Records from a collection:

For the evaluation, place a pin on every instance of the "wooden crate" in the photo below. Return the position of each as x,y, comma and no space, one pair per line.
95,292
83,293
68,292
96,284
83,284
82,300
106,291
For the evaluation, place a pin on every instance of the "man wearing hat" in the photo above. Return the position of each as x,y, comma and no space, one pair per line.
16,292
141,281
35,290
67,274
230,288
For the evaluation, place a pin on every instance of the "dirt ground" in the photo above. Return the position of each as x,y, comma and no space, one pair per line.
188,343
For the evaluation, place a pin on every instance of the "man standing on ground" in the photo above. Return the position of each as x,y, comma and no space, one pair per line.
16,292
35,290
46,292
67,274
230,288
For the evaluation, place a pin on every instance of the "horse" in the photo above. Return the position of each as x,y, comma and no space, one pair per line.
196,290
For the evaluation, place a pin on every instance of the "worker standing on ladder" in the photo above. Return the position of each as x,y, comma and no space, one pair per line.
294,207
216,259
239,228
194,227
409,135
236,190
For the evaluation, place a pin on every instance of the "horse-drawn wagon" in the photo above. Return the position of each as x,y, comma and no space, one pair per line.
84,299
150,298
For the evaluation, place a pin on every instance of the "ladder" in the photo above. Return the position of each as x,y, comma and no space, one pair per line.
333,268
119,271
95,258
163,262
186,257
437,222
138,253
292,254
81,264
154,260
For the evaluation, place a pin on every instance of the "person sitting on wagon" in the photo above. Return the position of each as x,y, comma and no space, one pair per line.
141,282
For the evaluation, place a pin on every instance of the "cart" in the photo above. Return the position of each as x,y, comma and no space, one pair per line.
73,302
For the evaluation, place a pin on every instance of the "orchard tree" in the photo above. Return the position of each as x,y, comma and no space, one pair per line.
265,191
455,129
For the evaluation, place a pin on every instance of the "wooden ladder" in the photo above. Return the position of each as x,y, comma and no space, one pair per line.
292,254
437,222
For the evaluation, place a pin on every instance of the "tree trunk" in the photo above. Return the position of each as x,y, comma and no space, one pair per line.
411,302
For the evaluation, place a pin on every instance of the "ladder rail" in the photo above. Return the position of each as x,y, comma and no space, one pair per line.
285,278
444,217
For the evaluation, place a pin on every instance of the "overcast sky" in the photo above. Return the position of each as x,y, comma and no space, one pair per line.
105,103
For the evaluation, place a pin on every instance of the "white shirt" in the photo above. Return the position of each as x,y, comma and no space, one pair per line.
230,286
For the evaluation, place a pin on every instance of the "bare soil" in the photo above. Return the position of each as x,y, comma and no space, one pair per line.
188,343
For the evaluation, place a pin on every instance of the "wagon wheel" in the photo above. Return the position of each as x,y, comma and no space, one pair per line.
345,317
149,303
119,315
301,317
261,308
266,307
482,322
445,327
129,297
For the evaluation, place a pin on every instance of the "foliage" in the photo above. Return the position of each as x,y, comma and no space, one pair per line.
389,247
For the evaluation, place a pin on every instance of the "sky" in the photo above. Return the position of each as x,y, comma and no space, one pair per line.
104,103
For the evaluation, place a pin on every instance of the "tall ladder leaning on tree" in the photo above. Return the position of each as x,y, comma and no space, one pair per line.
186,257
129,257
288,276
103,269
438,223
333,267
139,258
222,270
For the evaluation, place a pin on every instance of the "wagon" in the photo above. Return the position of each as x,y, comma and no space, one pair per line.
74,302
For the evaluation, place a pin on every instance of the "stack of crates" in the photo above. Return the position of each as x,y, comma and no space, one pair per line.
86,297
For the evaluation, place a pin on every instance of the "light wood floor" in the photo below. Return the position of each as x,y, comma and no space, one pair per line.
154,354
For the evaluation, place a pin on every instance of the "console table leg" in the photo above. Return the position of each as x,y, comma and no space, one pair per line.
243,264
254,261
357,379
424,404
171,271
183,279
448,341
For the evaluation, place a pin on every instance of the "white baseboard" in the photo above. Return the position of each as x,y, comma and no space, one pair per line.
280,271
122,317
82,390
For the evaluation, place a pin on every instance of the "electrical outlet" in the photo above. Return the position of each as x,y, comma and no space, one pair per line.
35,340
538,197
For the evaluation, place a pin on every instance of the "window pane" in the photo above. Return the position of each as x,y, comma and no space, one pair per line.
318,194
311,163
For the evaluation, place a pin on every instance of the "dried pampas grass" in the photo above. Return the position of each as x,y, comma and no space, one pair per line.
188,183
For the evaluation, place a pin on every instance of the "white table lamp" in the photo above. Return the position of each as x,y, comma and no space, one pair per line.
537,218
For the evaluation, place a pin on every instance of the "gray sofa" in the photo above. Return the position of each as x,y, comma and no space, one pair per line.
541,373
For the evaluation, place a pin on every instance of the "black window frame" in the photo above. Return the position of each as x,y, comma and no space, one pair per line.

Exercise: Please set down all the data word for word.

Completed task:
For the evaluation, place a pin on every instance of the "wooden crate" in the photo below. Return the position of each as x,y, comma and no space, one pair per line.
95,292
83,293
68,292
96,284
83,284
82,300
106,291
For the evaluation, place a pin on every instance of the "man wearing hat" in the photo above. Return the position of each as x,y, comma and no space, one pair per line.
16,292
141,281
35,290
67,274
230,288
For the evaluation, place a pin on every instance of the "dirt ground" in the photo above. Return the position of each as x,y, comma and no space, one pair per line.
188,343
For the evaluation, place a pin on every instance of the "man standing on ground" in the photo above. Return the position of each as x,y, comma and no space, one pair per line.
16,292
35,290
46,292
67,274
230,288
For the evaluation, place a pin on every instance of the "horse" in the photo above. Return the position of each as x,y, comma and no space, one pair per line.
196,290
For the evaluation, place a pin on every instance of the "worker standing on ladder" in the photo above. Return the position of each as x,y, comma and no space, one pair per line.
294,207
216,259
239,228
194,227
409,135
236,190
For the evaluation, place a pin on every instance of the "horse-drawn wagon" in the photo above. Return the position of each as x,y, comma and no space, one pair per line.
84,299
150,298
For the evaluation, place a pin on every instance of the "ladder" in the photo above. Return the position of each as x,y, comma and no space, one pair per line.
333,268
119,271
95,258
163,262
186,257
437,222
138,253
292,254
81,264
154,260
For the evaluation, place a pin on every instance of the "person sitting on wagon" in the photo above. Return the position of each as x,y, comma and no space, one pair per line.
141,282
For the evaluation, place a pin on every instance of the "cart" in the photo above. Return the position of each as x,y, comma and no space, one pair per line.
73,302
For the evaluation, place a pin on every instance of the "orchard tree" in the photo above. Return the position of each as x,y, comma and no space, one pair per line.
265,191
455,129
For the evaluation, place a pin on every instance of the "wooden ladder" in the photo above. Return the position of each as x,y, comma and no space, one pair per line.
292,254
437,222
For the evaluation, place a pin on every instance of the "tree trunk" in the photo above. Return the position of each as x,y, comma and no space, one pair per line.
411,302
For the evaluation, place a pin on every instance of the "ladder rail" in the photo above. Return the position of each as x,y, comma and no space, one pair per line.
285,278
444,217
For the evaluation, place a pin on every instance of the "overcast sky" in the photo above. Return the position of each as x,y, comma and no space, one pair per line.
105,103
For the evaluation, place a pin on every instance of the "white shirt" in the photo above. Return the position of each as x,y, comma and no space, one pair per line.
230,286
For the evaluation, place a pin on every instance of the "bare soil" in the photo above. Return the position of each as x,y, comma and no space, one pair per line.
188,343
For the evaluation, place a pin on every instance of the "wagon wheel" in the photo above. Return the position of each as x,y, comma and no space, one pair per line.
345,317
149,303
119,315
301,317
261,308
266,307
482,322
445,327
129,297
For the evaluation, place a pin on every instance of the "foliage" in the photo above. Return the position of each as x,y, comma and no space, one pair per line.
389,247
For the evaluation, place a pin on every instance of the "sky" in the photo above. Return the position of each as x,y, comma and no space, one pair per line.
104,103
For the evaluation, place a pin on every instance of the "tall ladder leaning on tree" in the photo above. Return the position of each as x,y, comma and no space, one pair per line.
186,257
129,257
288,276
103,269
438,223
333,267
139,258
222,270
For the evaluation, place a pin on every instance of the "wagon" in the photo above. Return the position of each as x,y, comma and no space, one pair per line.
74,302
For the evaluation, place a pin on every instance of the "stack of crates" in the photo above. Return the position of each as x,y, comma and no space, one pair per line.
86,297
For the evaluation, place a pin on every instance of the "light wood floor" in the photo below. Return the position of each as x,y, comma and no space, one pair per line.
154,354
For the evaluation, place a pin on every instance of the "console table leg" in the photo above. Return the position of each as x,y, comma and no space, one pair per line.
243,264
254,261
357,379
424,404
171,271
183,279
448,341
For the evaluation, place a pin on every instance of the "white baseboard" in the photo above. Return the position of each as x,y, comma and no space, one pair per line.
280,271
122,317
82,390
For the evaluation, place a pin on every instance of the "electrical outlet" in the photo above. Return the position of each as x,y, comma and no space, one pair per line.
35,340
538,197
For the evaluation, place a pin on every instance of the "window pane" in the photo above. Return the position of each as x,y, comma and no space, one pair per line.
318,194
311,163
For the evaluation, place a pin on every instance of the "dried pampas grass" in the photo above. Return the position of each as x,y, comma and no space, one pair per line.
188,183
For the evaluation, place a pin on every instance of the "white table lamp" in the photo above. Return the position of each as x,y, comma and no space, one pair per line.
537,218
For the evaluation, place a pin on every instance of the "gray sofa" in the photo above. Return the position of each as x,y, comma and no space, one pair per line.
541,373
For the evaluation, place a pin on every instance of the "black window frame" in the photo above. Return the position of each as x,y, comma and no space, one pair per line.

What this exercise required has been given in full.